TASK DETAILS>
Pictures aside, the data must be reproduced exactly.

[Saved entries]
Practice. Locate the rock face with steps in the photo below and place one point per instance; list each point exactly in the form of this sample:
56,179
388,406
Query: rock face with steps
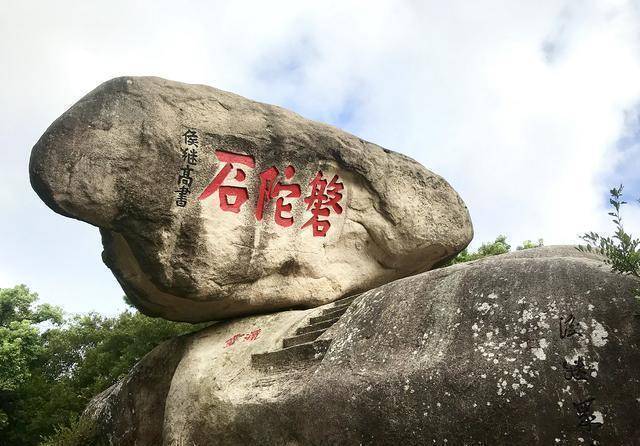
212,206
538,347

RESULT OF THIS TASK>
Practice. Locate the rock face with steps in the photo below and place one point per instance; list each point exactly in the form of this sample:
56,179
388,406
Query: rock face with steps
212,206
538,347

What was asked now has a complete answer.